### TO BE DONE
Please turn every line of the listing below into a Markdown table with the columns Row and Line, numbering each line in order. Omit blank lines and the pictures.
※
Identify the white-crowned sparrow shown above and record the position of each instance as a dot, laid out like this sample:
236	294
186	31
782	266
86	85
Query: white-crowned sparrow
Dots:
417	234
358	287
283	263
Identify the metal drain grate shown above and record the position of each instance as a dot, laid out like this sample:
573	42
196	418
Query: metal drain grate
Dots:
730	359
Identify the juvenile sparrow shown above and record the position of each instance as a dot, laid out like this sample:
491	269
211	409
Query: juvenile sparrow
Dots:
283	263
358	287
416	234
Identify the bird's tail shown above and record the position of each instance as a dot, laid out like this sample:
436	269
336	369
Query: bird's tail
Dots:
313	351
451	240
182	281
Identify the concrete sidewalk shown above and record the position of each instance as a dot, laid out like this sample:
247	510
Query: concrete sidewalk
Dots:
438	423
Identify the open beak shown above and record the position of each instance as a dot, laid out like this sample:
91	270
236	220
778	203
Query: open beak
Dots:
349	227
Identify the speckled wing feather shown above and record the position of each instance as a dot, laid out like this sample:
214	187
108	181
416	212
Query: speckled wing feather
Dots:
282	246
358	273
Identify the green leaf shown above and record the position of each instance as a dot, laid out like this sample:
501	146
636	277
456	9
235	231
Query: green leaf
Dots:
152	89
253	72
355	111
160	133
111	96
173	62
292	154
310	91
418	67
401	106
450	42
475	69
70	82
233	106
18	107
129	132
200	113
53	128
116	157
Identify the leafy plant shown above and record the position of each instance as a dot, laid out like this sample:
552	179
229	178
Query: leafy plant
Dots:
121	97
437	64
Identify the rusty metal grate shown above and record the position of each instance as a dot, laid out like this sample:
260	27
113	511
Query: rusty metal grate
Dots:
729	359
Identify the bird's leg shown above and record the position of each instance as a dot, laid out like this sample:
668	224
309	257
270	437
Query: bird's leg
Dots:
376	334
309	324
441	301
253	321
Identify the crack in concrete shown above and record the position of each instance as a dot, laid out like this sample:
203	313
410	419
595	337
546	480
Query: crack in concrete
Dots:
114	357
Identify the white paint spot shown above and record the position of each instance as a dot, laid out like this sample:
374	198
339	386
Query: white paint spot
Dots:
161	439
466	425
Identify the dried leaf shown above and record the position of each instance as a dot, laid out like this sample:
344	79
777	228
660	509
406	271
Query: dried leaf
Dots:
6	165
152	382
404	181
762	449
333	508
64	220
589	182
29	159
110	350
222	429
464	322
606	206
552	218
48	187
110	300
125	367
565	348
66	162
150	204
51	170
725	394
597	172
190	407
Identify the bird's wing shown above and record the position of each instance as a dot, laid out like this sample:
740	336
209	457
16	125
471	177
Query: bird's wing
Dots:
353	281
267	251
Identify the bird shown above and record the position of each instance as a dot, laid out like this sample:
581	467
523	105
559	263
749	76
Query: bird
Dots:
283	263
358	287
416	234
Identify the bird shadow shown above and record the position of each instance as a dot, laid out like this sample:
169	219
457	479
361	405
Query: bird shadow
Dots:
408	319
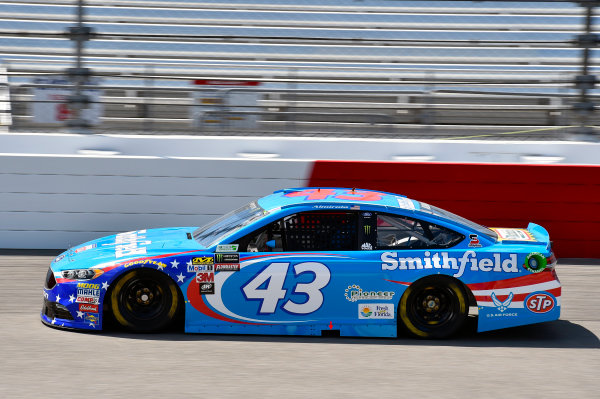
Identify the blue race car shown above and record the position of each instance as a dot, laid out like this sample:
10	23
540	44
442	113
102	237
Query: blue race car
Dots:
311	261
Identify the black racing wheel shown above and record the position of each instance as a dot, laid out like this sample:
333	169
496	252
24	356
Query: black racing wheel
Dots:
434	307
145	301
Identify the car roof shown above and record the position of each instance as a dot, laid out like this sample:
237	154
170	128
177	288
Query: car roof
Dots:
335	196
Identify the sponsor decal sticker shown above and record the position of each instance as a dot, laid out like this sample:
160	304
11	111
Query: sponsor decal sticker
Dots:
200	268
228	248
87	307
405	203
145	262
355	293
376	311
205	277
88	293
88	299
331	207
131	243
227	258
535	262
540	302
514	234
207	288
227	262
203	260
474	243
227	267
470	260
81	249
91	318
502	305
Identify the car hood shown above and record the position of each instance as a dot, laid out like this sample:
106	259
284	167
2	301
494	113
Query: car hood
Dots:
121	247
※
### ANSWER TO THIS EXERCISE
| Row | Line |
|---|---|
| 1 | Identify the white-crowned sparrow shown above and record the position of each instance as a dot, laid out like this sample: |
| 2 | 236	294 |
| 3 | 186	31 |
| 4 | 782	266 |
| 5 | 86	85 |
| 6 | Query: white-crowned sparrow |
| 7 | Dots: |
| 8 | 417	234 |
| 9 | 358	287 |
| 10 | 283	263 |
| 11 | Identify the metal drain grate shown above and record the position of each instance as a dot, laid out like this sample: |
| 12 | 573	42 |
| 13 | 196	418 |
| 14 | Query: metal drain grate |
| 15 | Dots: |
| 16 | 730	359 |
| 17 | Identify the juvenile sparrow shown above and record the position of each instance as a dot, laid out like this sample: |
| 18 | 491	269 |
| 19 | 211	409 |
| 20 | Query: juvenile sparrow |
| 21 | Dots: |
| 22 | 283	263 |
| 23 | 358	287 |
| 24 | 416	234 |
| 25 | Identify the bird's tail shown above and record the position of each instance as a dot, laid out like this sample: |
| 26 | 436	269 |
| 27 | 336	369 |
| 28 | Query: bird's tail |
| 29 | Dots: |
| 30 | 313	351 |
| 31 | 451	240 |
| 32 | 182	281 |
| 33 | Identify the concrete sidewalk shown above and record the position of each instance as a dot, laid out like this sample: |
| 34 | 247	510 |
| 35 | Query: concrete sidewalk |
| 36 | Dots: |
| 37 | 438	423 |
| 38 | Identify the open beak shown above and record the position of each instance as a dot, laid out like this sample: |
| 39 | 91	270 |
| 40 | 236	220 |
| 41 | 778	203 |
| 42 | Query: open beak |
| 43 | Dots: |
| 44 | 349	227 |
| 45 | Identify the speckled wing feather shown above and record the position of each instance as a dot, laid out like this sample: |
| 46 | 214	187 |
| 47 | 108	181 |
| 48 | 416	212 |
| 49 | Query: speckled wing feather |
| 50 | Dots: |
| 51 | 282	246 |
| 52 | 358	273 |
| 53 | Identify the green leaf shown above and record the position of each instance as a dot, laid out like this sample: |
| 54 | 501	146 |
| 55 | 636	277 |
| 56 | 456	9 |
| 57 | 235	231 |
| 58 | Query: green leaf |
| 59 | Dots: |
| 60 | 152	89 |
| 61 | 253	72 |
| 62 | 355	111 |
| 63 | 160	133 |
| 64 | 111	96 |
| 65 | 173	62 |
| 66 | 292	154 |
| 67 | 310	91 |
| 68 | 418	67 |
| 69 | 401	106 |
| 70 | 450	42 |
| 71 | 475	69 |
| 72 | 70	82 |
| 73 | 233	106 |
| 74 | 18	107 |
| 75 | 129	132 |
| 76 | 200	113 |
| 77 | 53	128 |
| 78 | 116	157 |
| 79 | Identify the leafy plant shown above and record the position of each instance as a dot, laid out like this sample: |
| 80 | 552	179 |
| 81 | 229	178 |
| 82 | Query: leafy plant |
| 83 | Dots: |
| 84 | 121	97 |
| 85 | 437	64 |
| 86 | Identify the rusty metal grate shown above and record the position of each instance as a dot, laid out like this sample: |
| 87 | 260	27 |
| 88 | 113	511 |
| 89 | Query: rusty metal grate |
| 90 | Dots: |
| 91 | 729	359 |
| 92 | Identify the bird's leg shown above and record the position of each instance as a dot, laid out like this sample: |
| 93 | 668	224 |
| 94 | 309	257 |
| 95 | 270	437 |
| 96 | Query: bird's leg |
| 97 | Dots: |
| 98 | 376	334 |
| 99 | 309	324 |
| 100 | 441	301 |
| 101 | 253	321 |
| 102 | Identify the crack in concrete shown above and record the position of each instance as a dot, laid out like this sample: |
| 103 | 203	313 |
| 104 | 410	419 |
| 105 | 595	337 |
| 106 | 546	480 |
| 107 | Query: crack in concrete |
| 108 | Dots: |
| 109 | 114	357 |
| 110 | Identify the white paint spot shown above and record the position of each instance as a dot, laid out like this sample: |
| 111 | 374	198 |
| 112 | 339	386 |
| 113 | Query: white paint spot |
| 114 | Dots: |
| 115 | 161	439 |
| 116 | 466	425 |
| 117 | Identify the dried leaf shown above and record the position of each instance as a dot, laid out like this sample: |
| 118 | 344	79 |
| 119 | 777	228 |
| 120 | 660	509 |
| 121 | 406	271 |
| 122 | Query: dried leaf |
| 123 | Dots: |
| 124 | 6	165 |
| 125 | 152	382 |
| 126 | 404	181 |
| 127 | 762	449 |
| 128 | 333	508 |
| 129 | 64	220 |
| 130 | 589	182 |
| 131 | 29	159 |
| 132 | 110	350 |
| 133 | 222	429 |
| 134 | 464	322 |
| 135 | 606	206 |
| 136 | 552	218 |
| 137 | 48	187 |
| 138 | 110	300 |
| 139 | 125	367 |
| 140 | 565	348 |
| 141 | 66	162 |
| 142 | 150	204 |
| 143 | 51	170 |
| 144 | 725	394 |
| 145 | 597	172 |
| 146 | 190	407 |
| 147 | Identify the bird's wing shown above and record the position of each instance as a dot, laid out like this sample: |
| 148 | 740	336 |
| 149 | 209	457 |
| 150 | 16	125 |
| 151 | 471	177 |
| 152 | Query: bird's wing |
| 153 | Dots: |
| 154 | 353	281 |
| 155 | 267	251 |
| 156 | Identify the bird shown above and record the position of each instance as a dot, laid out like this sample: |
| 157 | 581	467 |
| 158 | 523	105 |
| 159 | 559	263 |
| 160 | 749	76 |
| 161 | Query: bird |
| 162 | Dots: |
| 163 | 283	263 |
| 164 | 358	287 |
| 165 | 416	234 |
| 166 | Identify the bird shadow shown above and record the position of each instance as a dot, laid out like this sample: |
| 167 | 169	219 |
| 168 | 457	479 |
| 169 | 361	405 |
| 170 | Query: bird shadow |
| 171 | Dots: |
| 172 | 408	319 |
| 173 | Identify the blue race car shown above and record the position of each instance as a dot, laid out like this sample: |
| 174 | 10	23 |
| 175 | 540	44 |
| 176 | 442	113 |
| 177 | 102	237 |
| 178 | Query: blue race car |
| 179 | Dots: |
| 180 | 311	261 |
| 181 | Identify the black racing wheel shown above and record the position of each instance as a dot, laid out like this sample: |
| 182 | 333	169 |
| 183 | 496	252 |
| 184 | 24	356 |
| 185 | Query: black racing wheel |
| 186 | Dots: |
| 187 | 434	307 |
| 188 | 145	301 |
| 189 | Identify the car roof shown above and record the position of each instance as a dot, laid out like this sample: |
| 190 | 237	154 |
| 191 | 170	128 |
| 192 | 177	288 |
| 193 | Query: car roof |
| 194 | Dots: |
| 195 | 335	196 |
| 196 | Identify the sponsor decal sticker shown above and record the position of each instance as a dot, laid out like this sample: |
| 197 | 160	304 |
| 198 | 11	111 |
| 199 | Query: sponsor decal sticker |
| 200 | Dots: |
| 201 | 200	268 |
| 202 | 228	248 |
| 203 | 87	307 |
| 204 | 405	203 |
| 205 | 145	262 |
| 206 | 355	293 |
| 207 | 376	311 |
| 208 | 205	277 |
| 209 | 88	293 |
| 210 | 88	299 |
| 211 | 331	207 |
| 212 | 131	243 |
| 213 | 227	258 |
| 214 | 535	262 |
| 215 | 540	302 |
| 216 | 514	234 |
| 217 | 207	288 |
| 218 | 227	262 |
| 219 | 203	260 |
| 220 | 474	243 |
| 221 | 227	267 |
| 222 | 470	260 |
| 223 | 81	249 |
| 224 | 91	318 |
| 225 | 502	305 |
| 226 | Identify the car hood shown above and record the position of each instance as a dot, laid out like this sample: |
| 227 | 106	259 |
| 228 | 284	167 |
| 229 | 2	301 |
| 230 | 494	113 |
| 231 | Query: car hood |
| 232 | Dots: |
| 233 | 121	247 |